• To do:
Return every line in the rows below that contains the word "black", copying each such line in full. Matching is case-sensitive.
— Start Information given —
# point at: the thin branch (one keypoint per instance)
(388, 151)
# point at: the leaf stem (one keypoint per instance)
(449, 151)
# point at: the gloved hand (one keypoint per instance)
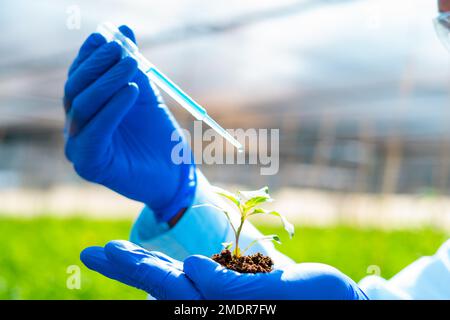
(202, 278)
(118, 131)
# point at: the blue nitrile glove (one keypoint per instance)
(118, 130)
(202, 278)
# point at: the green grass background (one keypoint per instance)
(35, 254)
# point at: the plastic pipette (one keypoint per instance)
(112, 33)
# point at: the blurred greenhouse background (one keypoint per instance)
(359, 90)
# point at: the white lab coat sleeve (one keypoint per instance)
(426, 278)
(201, 230)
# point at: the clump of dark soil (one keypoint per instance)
(256, 263)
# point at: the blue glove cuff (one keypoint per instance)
(184, 196)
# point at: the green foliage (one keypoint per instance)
(35, 254)
(248, 202)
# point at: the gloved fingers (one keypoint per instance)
(94, 41)
(108, 118)
(127, 32)
(175, 263)
(87, 104)
(95, 259)
(93, 67)
(158, 277)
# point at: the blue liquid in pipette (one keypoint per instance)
(187, 102)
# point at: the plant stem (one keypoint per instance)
(238, 233)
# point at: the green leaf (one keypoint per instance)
(271, 237)
(256, 201)
(263, 192)
(226, 194)
(254, 198)
(227, 245)
(289, 227)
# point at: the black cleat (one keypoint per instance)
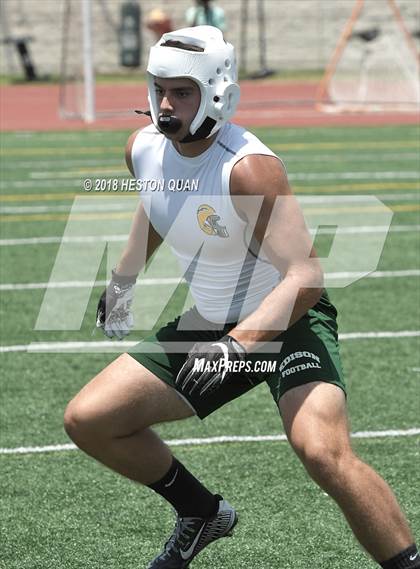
(191, 535)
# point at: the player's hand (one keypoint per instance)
(114, 314)
(209, 365)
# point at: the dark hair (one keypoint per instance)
(180, 45)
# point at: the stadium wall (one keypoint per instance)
(300, 35)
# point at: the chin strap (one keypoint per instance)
(202, 132)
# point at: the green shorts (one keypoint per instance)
(308, 351)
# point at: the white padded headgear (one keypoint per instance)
(213, 69)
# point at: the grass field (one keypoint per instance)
(60, 508)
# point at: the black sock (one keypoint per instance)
(186, 494)
(407, 559)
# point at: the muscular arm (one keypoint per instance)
(281, 232)
(143, 240)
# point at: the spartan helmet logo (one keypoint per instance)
(208, 221)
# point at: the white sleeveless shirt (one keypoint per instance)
(188, 203)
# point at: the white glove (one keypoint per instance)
(114, 314)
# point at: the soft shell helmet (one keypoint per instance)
(213, 69)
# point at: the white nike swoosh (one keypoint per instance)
(186, 554)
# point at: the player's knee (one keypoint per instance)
(325, 462)
(79, 422)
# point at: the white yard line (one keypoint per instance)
(219, 440)
(66, 239)
(121, 346)
(175, 280)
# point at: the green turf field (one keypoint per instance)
(60, 508)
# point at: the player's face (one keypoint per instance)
(180, 98)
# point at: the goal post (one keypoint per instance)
(97, 37)
(375, 65)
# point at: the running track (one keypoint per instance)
(263, 103)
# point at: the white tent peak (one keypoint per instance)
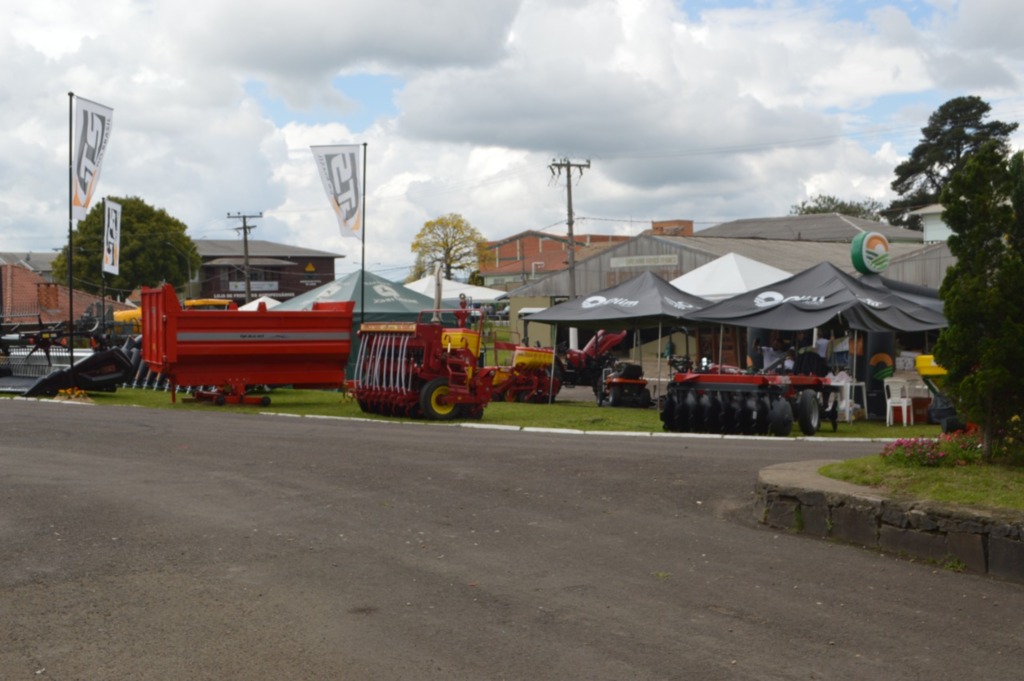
(728, 275)
(254, 304)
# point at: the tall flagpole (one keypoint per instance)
(71, 238)
(363, 255)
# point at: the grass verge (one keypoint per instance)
(988, 486)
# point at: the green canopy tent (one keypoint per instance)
(385, 301)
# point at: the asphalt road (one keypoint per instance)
(141, 544)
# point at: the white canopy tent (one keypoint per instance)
(451, 290)
(254, 304)
(727, 277)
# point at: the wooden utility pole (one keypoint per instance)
(245, 247)
(556, 167)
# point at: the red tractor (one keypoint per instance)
(423, 369)
(587, 367)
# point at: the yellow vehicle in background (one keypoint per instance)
(129, 322)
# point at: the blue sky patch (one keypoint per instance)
(371, 97)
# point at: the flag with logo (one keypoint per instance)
(339, 172)
(92, 130)
(112, 237)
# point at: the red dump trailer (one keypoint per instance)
(227, 351)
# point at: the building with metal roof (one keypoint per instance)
(278, 270)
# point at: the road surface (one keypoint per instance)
(147, 544)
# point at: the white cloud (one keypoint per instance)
(685, 110)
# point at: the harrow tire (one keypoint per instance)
(644, 401)
(668, 413)
(780, 418)
(808, 412)
(430, 402)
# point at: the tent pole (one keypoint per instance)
(659, 350)
(551, 380)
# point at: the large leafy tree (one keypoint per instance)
(983, 347)
(868, 209)
(155, 248)
(450, 240)
(954, 132)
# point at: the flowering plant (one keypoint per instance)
(960, 449)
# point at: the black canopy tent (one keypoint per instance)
(645, 301)
(822, 294)
(816, 296)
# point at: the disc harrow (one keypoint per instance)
(723, 401)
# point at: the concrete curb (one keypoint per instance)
(796, 498)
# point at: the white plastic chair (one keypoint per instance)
(898, 397)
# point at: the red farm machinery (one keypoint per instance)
(527, 378)
(423, 369)
(723, 399)
(220, 354)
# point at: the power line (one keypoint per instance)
(245, 248)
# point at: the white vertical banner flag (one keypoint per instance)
(92, 130)
(112, 237)
(339, 171)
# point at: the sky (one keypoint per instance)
(701, 110)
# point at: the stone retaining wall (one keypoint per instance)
(795, 498)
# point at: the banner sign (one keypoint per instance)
(92, 127)
(112, 237)
(339, 172)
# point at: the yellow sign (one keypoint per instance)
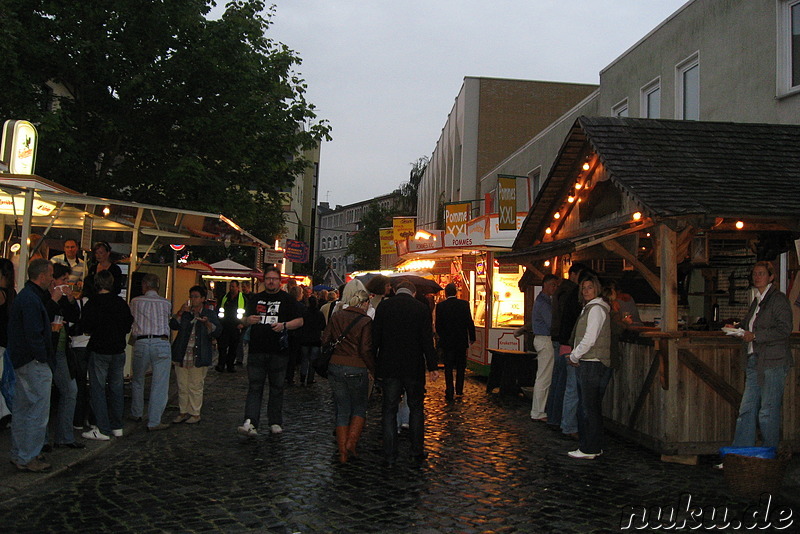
— End Information given —
• Response:
# point at: the black cleat (one keypoint per instance)
# point at: the black sock (one keypoint per instance)
# point at: the black canopy tent (one keypoint per instance)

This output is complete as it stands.